* What you need to do *
Copy each of the following entries word for word, without changing anything.

::: Records provided

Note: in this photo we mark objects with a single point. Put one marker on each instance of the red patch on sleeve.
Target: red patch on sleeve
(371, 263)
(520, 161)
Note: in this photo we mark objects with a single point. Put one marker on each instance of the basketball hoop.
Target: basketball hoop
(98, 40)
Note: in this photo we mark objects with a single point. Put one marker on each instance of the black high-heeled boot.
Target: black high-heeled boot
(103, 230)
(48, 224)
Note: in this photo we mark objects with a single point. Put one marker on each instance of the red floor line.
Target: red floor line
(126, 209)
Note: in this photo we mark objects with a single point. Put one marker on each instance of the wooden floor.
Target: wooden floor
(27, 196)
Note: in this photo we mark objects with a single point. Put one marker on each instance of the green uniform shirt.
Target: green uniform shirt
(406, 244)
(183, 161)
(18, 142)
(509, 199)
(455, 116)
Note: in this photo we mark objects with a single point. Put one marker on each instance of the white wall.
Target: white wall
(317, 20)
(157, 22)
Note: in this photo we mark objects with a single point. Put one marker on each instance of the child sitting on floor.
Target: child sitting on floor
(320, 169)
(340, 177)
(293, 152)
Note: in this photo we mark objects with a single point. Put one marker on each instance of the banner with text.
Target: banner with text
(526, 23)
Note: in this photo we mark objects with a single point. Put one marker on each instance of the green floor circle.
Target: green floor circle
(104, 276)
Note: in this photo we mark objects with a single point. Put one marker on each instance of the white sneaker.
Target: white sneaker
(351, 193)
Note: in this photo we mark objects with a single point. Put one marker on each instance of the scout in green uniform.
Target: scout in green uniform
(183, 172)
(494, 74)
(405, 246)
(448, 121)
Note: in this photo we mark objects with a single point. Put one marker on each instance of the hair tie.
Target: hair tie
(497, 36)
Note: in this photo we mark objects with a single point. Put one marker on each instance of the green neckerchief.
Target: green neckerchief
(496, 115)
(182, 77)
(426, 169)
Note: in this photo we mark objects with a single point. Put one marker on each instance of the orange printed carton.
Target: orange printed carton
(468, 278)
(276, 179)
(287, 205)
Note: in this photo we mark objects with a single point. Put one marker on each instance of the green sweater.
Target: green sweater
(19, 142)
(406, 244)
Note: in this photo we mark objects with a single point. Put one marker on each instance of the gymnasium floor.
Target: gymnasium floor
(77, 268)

::::::

* Task answer *
Note: in this photo we mark objects with a single point. Put one marker on each instance of the red patch on sleeve.
Target: red patch on sleeve
(371, 263)
(520, 161)
Note: in this photo we mark objects with a single point. Put one marker on each instance of the basketball hoop.
Target: basketball hoop
(98, 40)
Note: in this photo we mark objects with a single point. Put one marker on each instance of the black high-heeled boot.
Target: black high-heeled boot
(103, 230)
(48, 224)
Note: in this photo we mark objects with a single point. Put one marker on each instance of the red floor line.
Target: red floor line
(126, 209)
Note: in this photo we mark objects with a single point. Put one marker on each instance of the wooden floor.
Target: wooden floor
(27, 196)
Note: in this photo we mark objects with a single point. Put one marker on each instance of the green uniform shirt.
Target: green uniform shirt
(406, 244)
(183, 161)
(18, 142)
(509, 199)
(455, 116)
Note: in this photo we mark objects with a single point. Put one marker on each instance of the white wall.
Target: white wall
(317, 20)
(157, 22)
Note: in this photo we mark objects with a single point. Put one marker on each instance of the child sitting on floor.
Target: child sitting on floor
(320, 169)
(340, 177)
(293, 152)
Note: in this photo we mark objects with a single point. Put one marker on each instance of the banner with text.
Target: banner with text
(526, 23)
Note: in this photo we mark objects with a single point. Put one marker on each instance of the green floor circle.
Target: green floor circle
(104, 276)
Note: in this photo we mark objects with a single point. Put one marker on each instance of the white sneaker.
Target: white sneaker
(351, 193)
Note: in this photo we mark objects with a single point. Put one marker on each instance of the scout in green uniform.
Target: scout in green uniform
(183, 172)
(494, 74)
(405, 246)
(448, 121)
Note: in this photo we mark objects with a single point. Put one marker on each instance of the hair tie.
Target: hair tie
(497, 36)
Note: in this photo we mark objects with a single point. Put one marker on each instance of the green neckerchief.
Target: green neckerchief
(496, 115)
(182, 77)
(426, 169)
Note: in this photo we mark objects with a single point. Put one marker on each instance of the orange printed carton.
Target: orange printed carton
(468, 278)
(276, 179)
(287, 205)
Note: in this photo we mark objects with a single point. Put one marker on each instance of the green sweater.
Target: green sweater
(19, 142)
(406, 244)
Note: in this photo we mark objects with a single point. Put one marker on each instance of the gymnasium floor.
Target: gymnasium floor
(77, 268)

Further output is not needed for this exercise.